> [RINCIAN SOAL]
Tuliskan kembali secara persis bagian berita tentang meninggalnya Mistari di RSUD Waluyo Jati Kraksaan yang dibuka dengan kata-kata yang memuat "Dijelaskan bahwa Mistari" dan ditutup dengan "dengan pemantauan ketat.".

> [BACAAN UNTUK DITELAAH]
----------------------------------------
PROBOLINGGO, DetikNusantara.co.id – Kasus meninggalnya Mistari (60), warga Desa Karangpranti, Kecamatan Pajarakan, Kabupaten Probolinggo, di RSUD Waluyo Jati Kraksaan pada Minggu (19/10/2025) viral di media sosial. Pihak rumah sakit dituding kurang memberikan perawatan intensif kepada pasien.
Menanggapi hal tersebut, Direktur RSUD Waluyo Jati Kraksaan, dr Yessi, kembali memberikan klarifikasi kepada media Detik Nusantara mengenai kronologi perawatan pasien tersebut.
Dijelaskan bahwa Mistari tiba di Instalasi Gawat Darurat (IGD) pada 16 Oktober 2025 pukul 09.29 WIB dengan kondisi penurunan kesadaran (GCS 3-4-5). Di IGD, pasien segera menjalani pemeriksaan lengkap, meliputi laboratorium, rontgen, dan CT scan, serta mendapatkan tindakan emergensi komprehensif seperti pemasangan infus, pemberian obat injeksi, penjahitan luka di kepala, dan konsultasi dengan dokter spesialis bedah saraf. Seluruh biaya pengobatan ditanggung oleh Jasa Raharja.
“Hasil pemeriksaan menunjukkan adanya perdarahan otak,” jelasnya
Dokter Spesialis Bedah Saraf menganjurkan stabilisasi melalui pemberian obat Manitol untuk dekompresi/koreksi tekanan intrakranial, serta obat Asam Traneksamat untuk menghentikan perdarahan, diikuti dengan pemantauan ketat.
----------------------------------------
> [DATA TERSEDIA]
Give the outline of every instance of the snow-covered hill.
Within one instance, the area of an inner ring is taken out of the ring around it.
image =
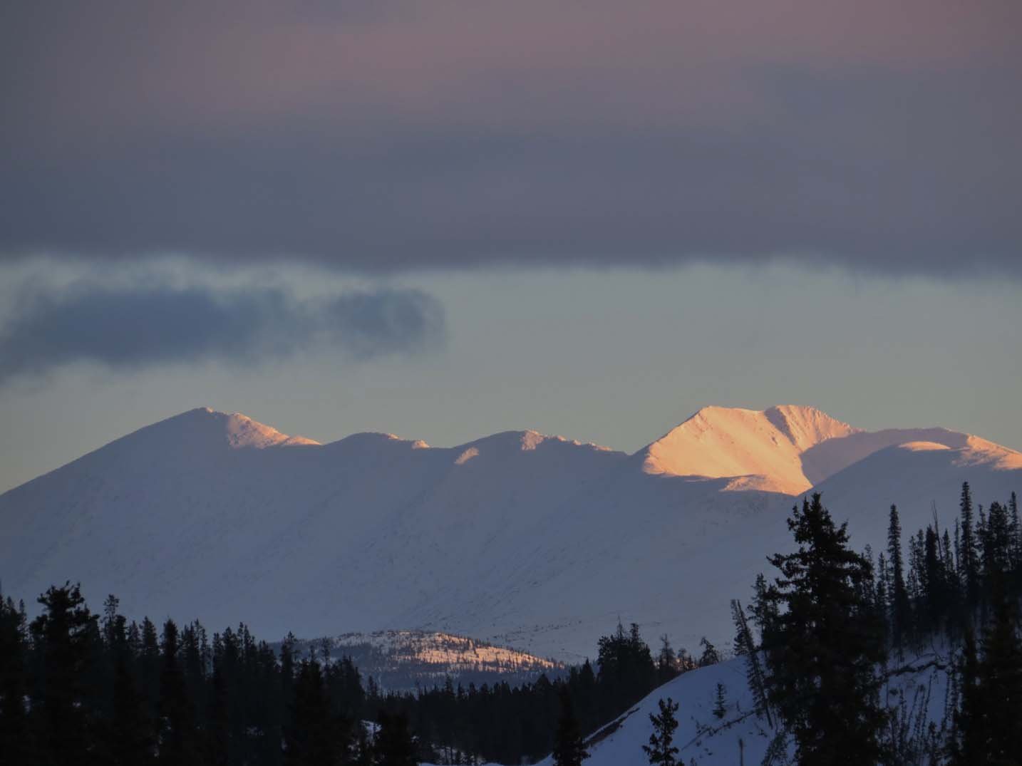
[[[563,663],[533,657],[475,638],[423,630],[378,630],[342,633],[329,638],[298,640],[303,656],[323,650],[333,660],[349,657],[362,673],[372,676],[387,691],[413,691],[443,686],[448,679],[457,686],[506,681],[511,685],[531,683],[541,675],[551,680],[566,673]]]
[[[887,705],[902,720],[933,721],[938,726],[947,702],[947,668],[950,655],[940,649],[891,663],[885,670],[882,688]],[[716,684],[725,687],[725,712],[717,718]],[[735,658],[717,665],[693,670],[652,691],[614,721],[589,735],[586,766],[647,766],[642,746],[653,731],[650,714],[659,713],[659,701],[678,703],[675,714],[679,726],[673,745],[678,763],[689,766],[734,766],[759,764],[777,734],[765,717],[756,716],[752,693],[745,680],[745,664]],[[902,701],[904,705],[902,707]],[[925,728],[925,726],[924,726]],[[912,727],[910,726],[910,730]],[[793,754],[789,741],[787,753]],[[548,757],[538,766],[551,766]]]
[[[329,444],[194,410],[0,495],[0,581],[81,580],[131,615],[261,637],[416,628],[575,660],[621,619],[694,649],[731,634],[815,487],[852,542],[1022,489],[1022,454],[943,429],[869,433],[812,408],[707,408],[636,454],[505,432]]]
----------------------------------------
> [KOLOM JAWABAN]
Dijelaskan bahwa Mistari tiba di Instalasi Gawat Darurat (IGD) pada 16 Oktober 2025 pukul 09.29 WIB dengan kondisi penurunan kesadaran (GCS 3-4-5). Di IGD, pasien segera menjalani pemeriksaan lengkap, meliputi laboratorium, rontgen, dan CT scan, serta mendapatkan tindakan emergensi komprehensif seperti pemasangan infus, pemberian obat injeksi, penjahitan luka di kepala, dan konsultasi dengan dokter spesialis bedah saraf. Seluruh biaya pengobatan ditanggung oleh Jasa Raharja.
“Hasil pemeriksaan menunjukkan adanya perdarahan otak,” jelasnya
Dokter Spesialis Bedah Saraf menganjurkan stabilisasi melalui pemberian obat Manitol untuk dekompresi/koreksi tekanan intrakranial, serta obat Asam Traneksamat untuk menghentikan perdarahan, diikuti dengan pemantauan ketat.